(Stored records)
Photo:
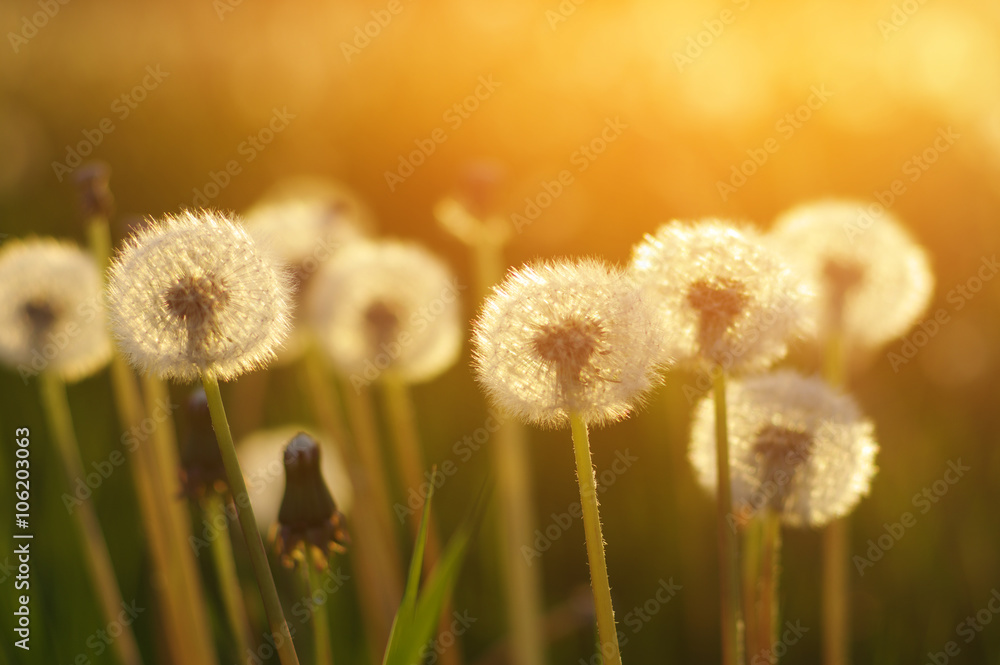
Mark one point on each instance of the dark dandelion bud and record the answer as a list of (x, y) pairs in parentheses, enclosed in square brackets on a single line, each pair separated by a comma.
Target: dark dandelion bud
[(202, 468), (308, 519), (92, 185)]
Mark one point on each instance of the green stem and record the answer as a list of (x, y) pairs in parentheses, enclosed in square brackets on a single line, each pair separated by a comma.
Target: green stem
[(229, 581), (595, 543), (248, 523), (60, 420), (836, 538), (320, 618), (728, 593)]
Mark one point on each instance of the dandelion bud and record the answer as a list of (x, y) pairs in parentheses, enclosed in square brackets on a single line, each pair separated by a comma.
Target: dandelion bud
[(308, 517), (564, 337), (52, 315), (873, 279), (796, 447), (92, 182), (194, 293), (731, 301), (387, 306), (202, 468)]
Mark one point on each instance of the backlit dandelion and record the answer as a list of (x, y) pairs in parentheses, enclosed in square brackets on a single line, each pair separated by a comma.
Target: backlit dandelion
[(873, 278), (52, 315), (797, 447), (731, 301), (387, 306), (194, 293), (560, 338)]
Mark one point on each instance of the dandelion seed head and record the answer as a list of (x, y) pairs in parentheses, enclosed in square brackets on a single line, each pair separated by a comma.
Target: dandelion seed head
[(387, 306), (567, 337), (262, 457), (796, 447), (731, 300), (873, 279), (52, 316), (195, 293)]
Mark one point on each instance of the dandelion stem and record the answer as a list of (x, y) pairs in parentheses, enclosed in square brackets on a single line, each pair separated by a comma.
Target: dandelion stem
[(728, 593), (599, 582), (248, 523), (380, 583), (836, 628), (320, 619), (229, 581), (56, 404)]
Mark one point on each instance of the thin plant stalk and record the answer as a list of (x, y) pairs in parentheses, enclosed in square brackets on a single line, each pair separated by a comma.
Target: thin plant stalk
[(607, 634), (380, 584), (95, 548), (728, 592), (177, 581), (248, 523), (403, 422), (229, 581), (523, 586), (836, 537), (322, 649)]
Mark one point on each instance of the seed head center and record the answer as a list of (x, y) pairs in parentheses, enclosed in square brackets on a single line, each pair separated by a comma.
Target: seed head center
[(197, 300)]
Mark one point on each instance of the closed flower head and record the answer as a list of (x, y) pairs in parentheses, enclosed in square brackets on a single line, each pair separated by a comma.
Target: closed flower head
[(387, 306), (52, 314), (797, 447), (731, 301), (194, 293), (873, 278), (560, 338)]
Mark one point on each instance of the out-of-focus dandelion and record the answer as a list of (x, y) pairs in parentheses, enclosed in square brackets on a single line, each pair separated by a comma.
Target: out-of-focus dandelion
[(730, 300), (557, 339), (387, 307), (571, 344), (52, 315), (873, 278), (261, 458), (798, 448), (194, 293)]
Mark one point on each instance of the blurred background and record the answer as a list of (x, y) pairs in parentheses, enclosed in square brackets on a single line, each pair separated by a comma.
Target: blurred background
[(642, 112)]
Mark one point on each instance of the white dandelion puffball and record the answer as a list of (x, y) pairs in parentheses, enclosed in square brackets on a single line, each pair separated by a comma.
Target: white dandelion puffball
[(194, 293), (52, 315), (261, 456), (562, 338), (729, 299), (387, 306), (304, 232), (874, 280), (796, 447)]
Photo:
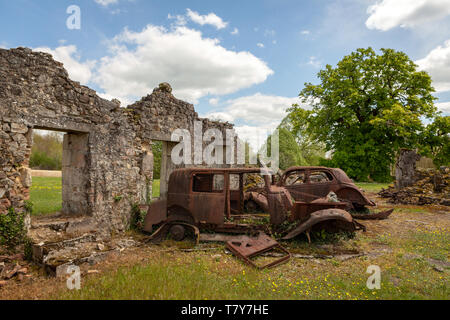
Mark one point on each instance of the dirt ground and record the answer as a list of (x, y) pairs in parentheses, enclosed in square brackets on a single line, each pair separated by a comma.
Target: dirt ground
[(384, 242)]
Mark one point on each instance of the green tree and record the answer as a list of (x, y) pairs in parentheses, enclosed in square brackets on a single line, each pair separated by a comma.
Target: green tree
[(365, 109), (436, 141), (312, 151), (289, 153)]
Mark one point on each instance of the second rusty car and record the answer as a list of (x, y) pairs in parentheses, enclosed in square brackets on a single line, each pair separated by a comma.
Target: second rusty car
[(311, 183), (203, 198)]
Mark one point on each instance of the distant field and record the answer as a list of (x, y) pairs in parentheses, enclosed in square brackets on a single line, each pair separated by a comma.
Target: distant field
[(156, 192), (372, 187), (46, 194)]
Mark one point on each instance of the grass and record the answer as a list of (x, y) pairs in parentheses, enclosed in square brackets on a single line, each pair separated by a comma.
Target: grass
[(46, 195), (410, 237), (372, 187), (168, 273)]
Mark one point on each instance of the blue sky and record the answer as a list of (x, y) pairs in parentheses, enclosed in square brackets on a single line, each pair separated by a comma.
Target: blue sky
[(241, 61)]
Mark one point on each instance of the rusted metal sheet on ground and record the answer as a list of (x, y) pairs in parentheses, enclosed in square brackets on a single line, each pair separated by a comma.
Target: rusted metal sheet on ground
[(374, 216), (247, 248), (331, 217)]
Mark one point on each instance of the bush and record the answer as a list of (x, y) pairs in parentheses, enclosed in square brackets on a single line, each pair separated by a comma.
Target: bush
[(12, 229)]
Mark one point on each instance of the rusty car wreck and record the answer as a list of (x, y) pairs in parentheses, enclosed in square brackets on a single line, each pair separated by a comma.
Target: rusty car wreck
[(217, 199)]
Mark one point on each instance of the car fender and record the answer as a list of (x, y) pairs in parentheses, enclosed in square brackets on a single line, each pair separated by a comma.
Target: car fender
[(321, 216), (354, 195)]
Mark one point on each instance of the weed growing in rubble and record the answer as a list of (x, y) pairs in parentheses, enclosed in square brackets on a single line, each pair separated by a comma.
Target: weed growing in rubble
[(137, 217), (12, 229)]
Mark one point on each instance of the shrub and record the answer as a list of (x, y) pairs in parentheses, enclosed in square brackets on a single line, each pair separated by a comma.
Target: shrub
[(12, 229)]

- Set exercise -
Can you change "Target" to "Object" throughout all of these lines and give them again with nothing else altered, leaving out the pictures?

- Exercise result -
Photo:
Mark one point on each instance of the dark dandelion bud and record the answer as a list of (x, y) pairs in parentheses, enclosed in square brackets on a single line, each pair separated by a comma.
Object: dark dandelion bud
[(202, 468), (308, 519), (92, 185)]
Mark one point on each instance of the green stem and record the answer as a list of (x, y) pairs in parentheses, enclosed in square brackets on a single line, each pair separated by a comma.
Object: green stem
[(229, 581), (595, 543), (248, 523), (60, 420), (836, 538), (320, 618), (728, 593)]
Mark one point on each instance of the dandelion bud and record the answer as a list of (x, y) pairs in parentheses, enclosed in square brackets on a single line, each pair separated by a comma.
Object: dandelion bud
[(308, 517), (564, 337), (52, 315), (873, 279), (796, 447), (92, 182), (194, 293), (731, 301), (387, 306), (202, 468)]
Mark one point on each instance of the backlit dandelion and record the answer as a list of (x, y) pairs in parentheses, enclosed in square brackets on a single line, each pair separated by a comma.
Object: backlit dandelion
[(873, 278), (52, 315), (797, 447), (731, 301), (387, 306), (194, 293), (560, 338)]
Mark one point on each instance of the dandelion seed head and record the answer as a list of (x, y) pairs in parentheses, enclosed in square brackets on a single line, each pair separated by a comma.
Object: dandelion seed head
[(387, 306), (567, 337), (262, 457), (796, 447), (731, 300), (873, 279), (52, 316), (195, 293)]
Mark one point on each instance of the dandelion stem and record the answer as a list of (x, y) pairs in parentheses, enclosed in square brackets on a single line, each pair separated by a comma.
Object: dandelion stem
[(728, 593), (599, 582), (248, 523), (380, 583), (836, 628), (320, 619), (229, 581), (56, 404)]
Mark one point on each instance of the thin plant stalk and record the answer as a list of (x, y) pairs in parentheses, enclosed in square brackets on a single line, each pair separated by a comma.
Object: thin plant stalk
[(607, 634), (380, 584), (95, 548), (728, 592), (177, 581), (248, 523), (403, 422), (229, 581), (523, 586), (836, 537), (322, 649)]
Mark one point on each instance of the seed head center and record the answer as a list of (x, y) pairs in parentheses, enclosed in square brackets on a single line, each pair separated by a comma.
Object: seed head center
[(197, 300)]
Mark one point on each instance of the closed flower head and record the answer as a list of (x, y) pairs in parentheses, enclosed in square brackets on a single line, each pair separated by a comma.
Object: closed flower head
[(387, 306), (52, 314), (797, 447), (731, 301), (194, 293), (873, 278), (560, 338)]
Mark one point on each instance of the out-of-focus dandelion and record the answer as a list of (x, y) pairs in parentheses, enclosed in square brackets on a single line, each pair separated by a comma.
Object: out-of-focus dandelion
[(730, 300), (557, 339), (387, 307), (571, 344), (52, 315), (873, 278), (261, 458), (798, 448), (194, 293)]
Mark one point on each instance of the blurred background and record the answer as a list of (x, y) pairs in parentheses, enclosed in square brackets on a single line, each pair separated by a comma.
Object: blurred background
[(642, 112)]
Mark one point on each instance of the white dandelion puffball and record the answer as a list of (x, y) pairs in parentheses, enclosed in square brackets on a single line, each pair separated by a comma.
Object: white dandelion puffball
[(194, 293), (52, 315), (261, 456), (562, 338), (729, 299), (387, 306), (304, 232), (874, 280), (796, 447)]
Photo:
Mark one point on each instance of the dirt ground and record the answer as a list of (x, y) pairs in parentheses, enclosed in square brackets on a single line, each pair separated by a comma.
Object: dirt ground
[(384, 242)]
Mark one point on each instance of the green tree and record the answer as a list of (x, y) pairs in parentheses, enclosed in square brackets on a single line, each pair separated by a comma.
Object: green tree
[(365, 109), (436, 141), (312, 151), (289, 153)]
Mark one point on each instance of the second rusty car and record the answer as a list of (x, y) pairs in parentheses, enclosed in square brackets on a single line, each pair separated by a comma.
Object: second rusty car
[(311, 183), (203, 198)]
Mark one point on each instance of the distant field and record the answer as a list of (x, y) pairs in parentheses, enclosed in square brackets on a single line, each pair separated by a comma.
Object: distant field
[(156, 192), (372, 187), (46, 194)]
Mark one point on each instance of the grass and record the answer as a list of (x, y) pairs in parentheses, enclosed in square brackets on a single line, each pair separated by a comma.
Object: grass
[(46, 195), (410, 237), (372, 187), (168, 273)]
Mark one point on each instance of the blue sky and record the answer as a list of (x, y) pairs in parentheses, enclosed in square brackets on a single line, each pair separated by a comma.
Object: blue sky
[(241, 61)]
Mark one point on each instance of the rusted metal sheet on ground and record the answer as a list of (x, y) pairs in parentheses, enclosed in square brackets on a single line, each pair separated by a comma.
Object: rusted metal sheet on ground
[(374, 216), (247, 248), (331, 217)]
Mark one point on each instance of the bush and record the answer as a list of (x, y) pairs in parentheses, enclosed in square brackets on a single line, each pair separated by a comma.
Object: bush
[(12, 229)]
Mark one point on each instance of the rusty car wreck and record the answer as a list of (x, y) pairs in parentheses, enclosed in square brackets on a single line, each pair separated by a comma.
Object: rusty car wreck
[(217, 199)]
Mark one point on each instance of the car fender and record the answer as a list of (x, y) pairs in parentheses, enclosed in square brackets on a single line, each pair separated by a comma.
Object: car fender
[(321, 216), (354, 195)]
Mark one point on each instance of the weed growing in rubble and record the answer as a list of (x, y) pairs in parentheses, enclosed in square brackets on a single line, each pair separated by a comma.
Object: weed growing in rubble
[(137, 217), (12, 229)]
Mark one point on each instance of the shrub and record the answer as a list of (x, y) pairs in parentheses, enclosed in square brackets on a single line, each pair separated by a comma.
Object: shrub
[(12, 229)]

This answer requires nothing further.